### Texto dado
Porque la historia del realismo mágico en el cine ha sido la de un fracaso constante. Es imposible trasladar el poder de la palabra garcíamarquiana al lenguaje cinematográfico. Ni siquiera él, cuando colaboró como guionista en alguna de las adaptaciones al cine de sus novelas, pudo conseguir el efecto deseado. Ni directores tan capaces como Ruy Guerra y su Eréndira, Francesco Rossi y Crónica de una muerte anunciada o Mike Newell y su desafortunada versión de El amor en los tiempos del cólera, lograron plasmar, convincentemente, su universo.
Incapaz de dejar de lado a su amante esquiva y sabiendo que ella lo rechazaba constantemente, se conforma con abrir una escuela de cine en Cuba. De su propio dinero paga las instalaciones y con la ayuda de poderosos amigos como Francis Ford Copolla, Robert Redford, George Lucas o Jean Claude Carriere, logra convertir a San Antonio de los Baños en el centro de aprendizaje de cine más respetado de Latinoamérica. Si nunca iba a hacer una gran película, al menos ayudaría a que algún joven del continente la hiciera.

### Material dado
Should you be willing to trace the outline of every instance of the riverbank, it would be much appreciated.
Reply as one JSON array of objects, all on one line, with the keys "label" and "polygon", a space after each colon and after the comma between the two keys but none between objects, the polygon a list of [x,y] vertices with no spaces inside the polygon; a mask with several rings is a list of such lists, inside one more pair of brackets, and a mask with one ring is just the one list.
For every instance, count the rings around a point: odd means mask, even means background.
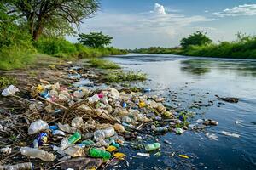
[{"label": "riverbank", "polygon": [[137,54],[165,54],[195,57],[215,57],[227,59],[256,60],[256,37],[245,37],[234,42],[220,42],[218,44],[191,45],[188,48],[151,47],[129,50]]}]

### Consigna
Escribe los títulos de todas las películas que nombra el texto sobre el realismo mágico en el cine. El listado es material aparte y no tiene que ver con el texto.

### Respuesta
Eréndira, Crónica de una muerte anunciada y El amor en los tiempos del cólera.